Referring expression data:
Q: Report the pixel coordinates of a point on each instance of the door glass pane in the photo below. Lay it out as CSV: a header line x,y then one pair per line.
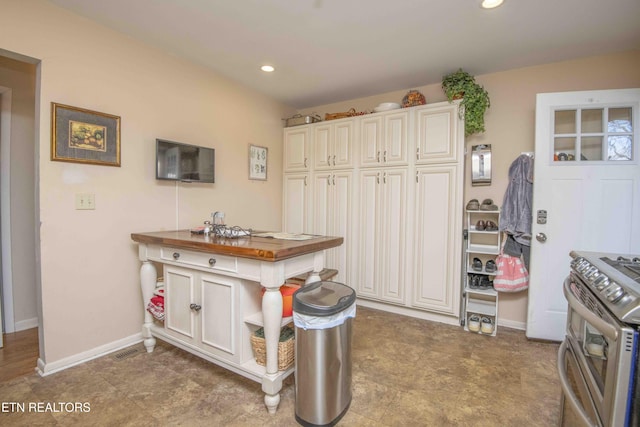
x,y
591,121
591,148
620,120
565,121
564,149
619,147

**Try it:**
Apart from the pictures, which are to be omitted, every record must be transcribed exactly.

**Task solution:**
Q: Report the pixel coordinates of a point on each instance of the door glass pane in the photo below. Lay it out as CSV: a header line x,y then one pair per line.
x,y
591,121
591,148
620,120
565,121
564,149
619,147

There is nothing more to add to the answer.